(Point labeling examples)
_____

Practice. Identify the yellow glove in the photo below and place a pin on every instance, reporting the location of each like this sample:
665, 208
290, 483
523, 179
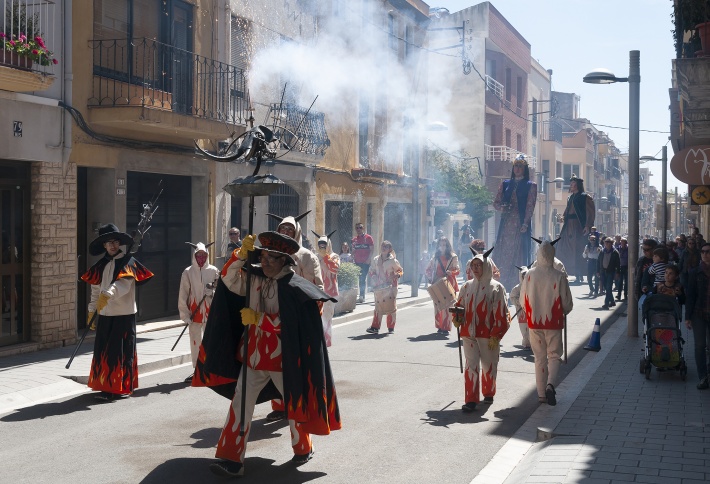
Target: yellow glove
247, 246
102, 302
249, 316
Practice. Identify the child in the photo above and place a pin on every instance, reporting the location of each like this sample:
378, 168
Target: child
656, 274
385, 271
671, 286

_____

▶ [Exercise aim]
Omit the pictures and give the material again, exactly and in full.

▶ [Solution]
Practice. Identify the yellow glove in the photo below and place a pin on every instance, reporting the location of each like this sample:
665, 208
290, 483
523, 179
Target: yellow glove
247, 246
102, 302
249, 316
Practice. Identify the child in the photo above and place a pin on every instance, reporting the location of each like this sample:
378, 168
Target: child
656, 274
385, 271
671, 286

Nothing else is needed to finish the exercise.